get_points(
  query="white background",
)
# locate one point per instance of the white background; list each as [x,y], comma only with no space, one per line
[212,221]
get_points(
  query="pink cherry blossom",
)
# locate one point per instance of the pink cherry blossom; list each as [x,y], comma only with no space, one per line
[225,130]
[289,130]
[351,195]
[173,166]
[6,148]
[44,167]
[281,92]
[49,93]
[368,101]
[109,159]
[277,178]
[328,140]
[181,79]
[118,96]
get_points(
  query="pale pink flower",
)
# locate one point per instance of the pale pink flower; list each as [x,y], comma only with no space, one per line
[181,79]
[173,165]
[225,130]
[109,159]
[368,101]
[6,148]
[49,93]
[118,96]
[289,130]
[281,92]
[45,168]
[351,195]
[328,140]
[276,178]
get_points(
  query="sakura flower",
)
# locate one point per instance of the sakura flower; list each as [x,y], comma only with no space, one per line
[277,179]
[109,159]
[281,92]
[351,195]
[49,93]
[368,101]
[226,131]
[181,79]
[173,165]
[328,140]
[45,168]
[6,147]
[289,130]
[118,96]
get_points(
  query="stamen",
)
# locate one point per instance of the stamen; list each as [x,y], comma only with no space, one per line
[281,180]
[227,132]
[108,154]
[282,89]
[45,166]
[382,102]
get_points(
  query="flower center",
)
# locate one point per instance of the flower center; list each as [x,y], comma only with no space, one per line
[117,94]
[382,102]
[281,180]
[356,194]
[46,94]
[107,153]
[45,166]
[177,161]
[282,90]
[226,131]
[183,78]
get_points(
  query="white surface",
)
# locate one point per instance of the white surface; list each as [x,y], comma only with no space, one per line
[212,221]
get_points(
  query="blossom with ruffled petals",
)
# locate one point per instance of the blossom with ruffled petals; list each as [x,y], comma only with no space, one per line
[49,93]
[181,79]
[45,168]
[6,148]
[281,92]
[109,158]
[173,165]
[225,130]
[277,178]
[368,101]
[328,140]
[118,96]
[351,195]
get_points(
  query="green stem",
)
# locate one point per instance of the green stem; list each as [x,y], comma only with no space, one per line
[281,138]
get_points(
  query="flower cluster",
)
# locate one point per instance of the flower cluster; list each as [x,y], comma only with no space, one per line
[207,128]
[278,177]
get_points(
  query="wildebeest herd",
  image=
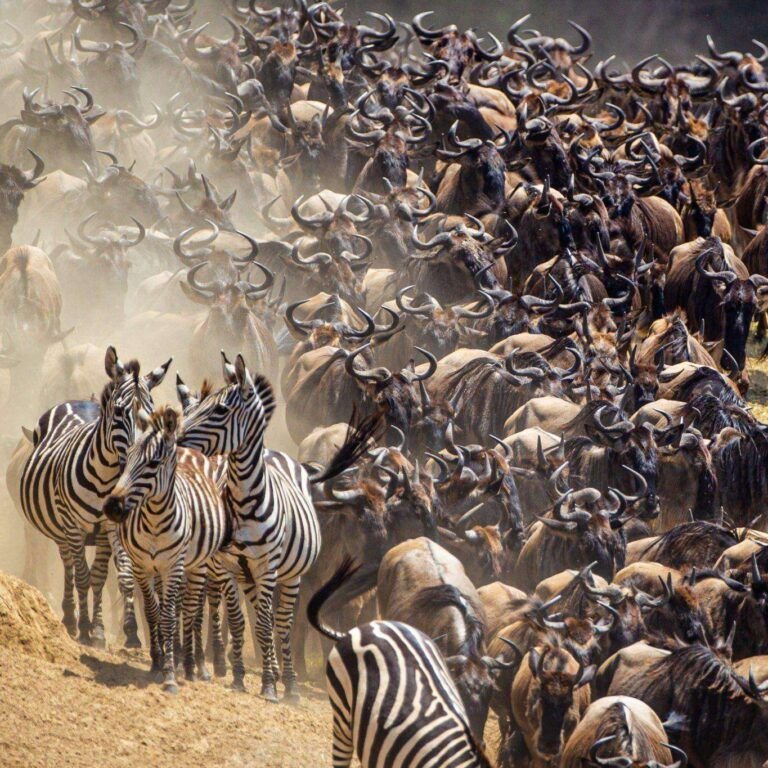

:::

Aim of the task.
Find each line in the rows above that contains the word "pink", and copy those lines out in full. Case counts when matching.

Answer to the task.
  query="pink cherry blossom",
# locate one point per instance of the pink cherry blossom; list each as [x,y], comma only with no space, one per line
  query="pale pink flower",
# locate one point per instance of the pale pink flower; list each as [x,y], comma only with no space, one per line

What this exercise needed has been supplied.